Action item:
Across the whole listing, filter for the string "instance" and copy every line that has it.

Start of Data excerpts

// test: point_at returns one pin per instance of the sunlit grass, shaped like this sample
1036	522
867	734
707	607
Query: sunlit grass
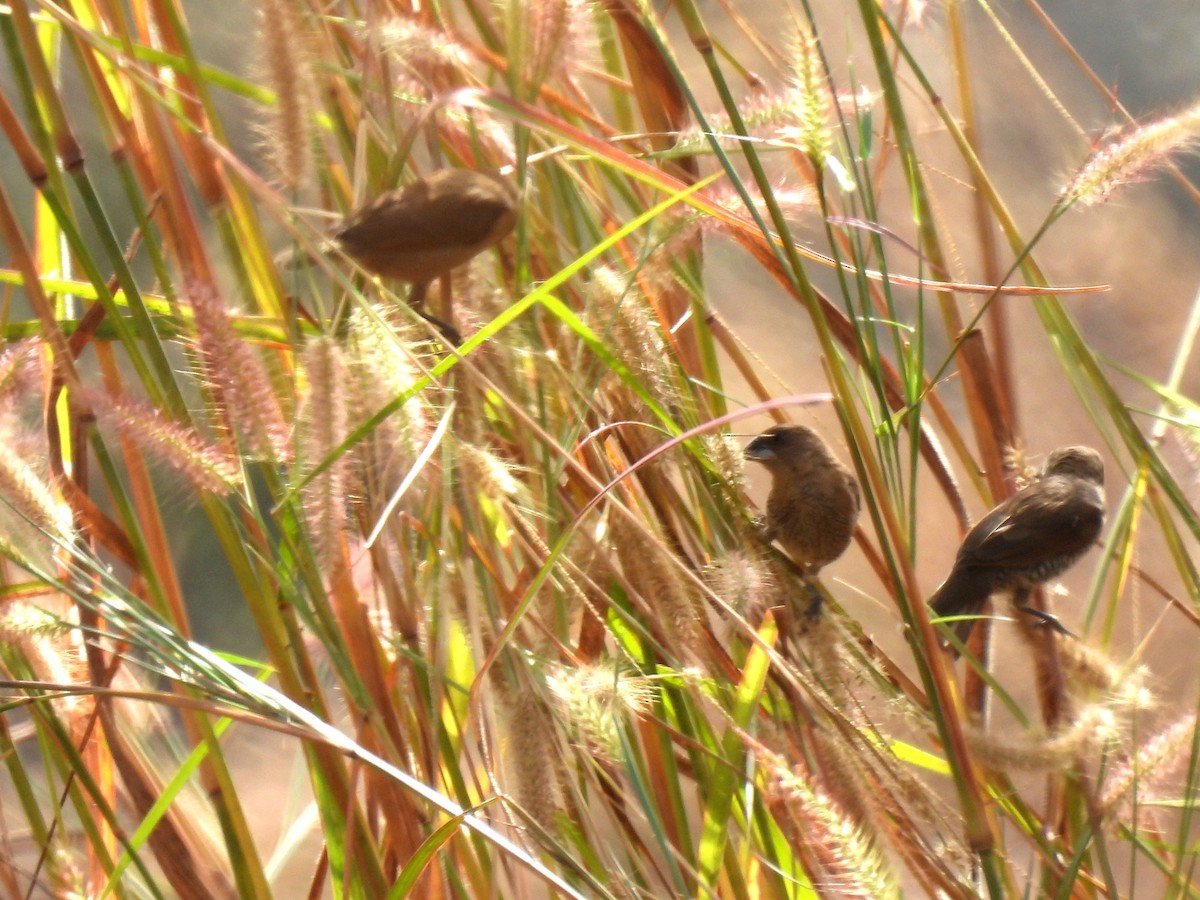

End of Data excerpts
Start of Data excerpts

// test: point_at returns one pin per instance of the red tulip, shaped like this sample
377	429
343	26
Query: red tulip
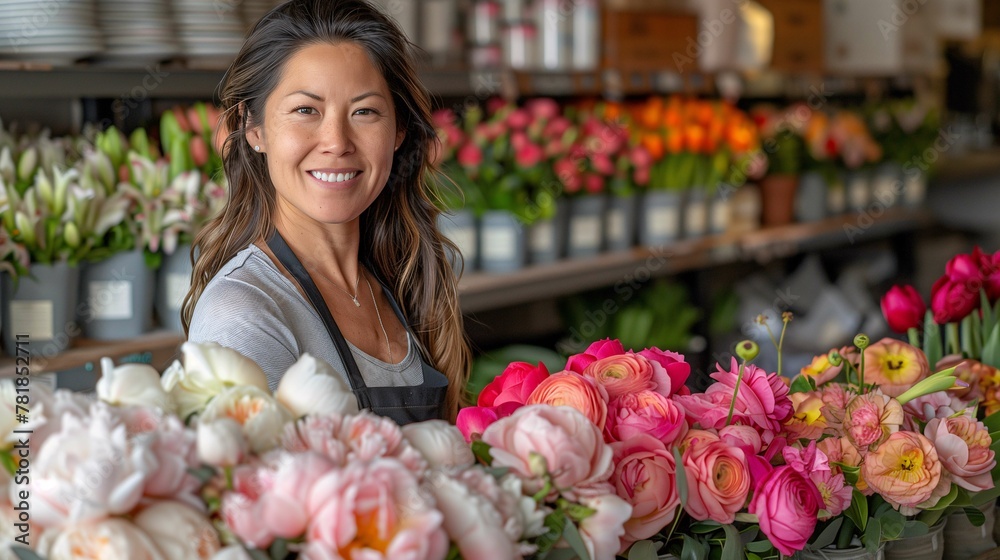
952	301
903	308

End of Data excerpts

Answer to the exercise:
// test: point_at returns one pin per instance of the sunlit grass, shaped like this sample
// test: point_at returns one pin per instance of the red tulip, shaped like this sample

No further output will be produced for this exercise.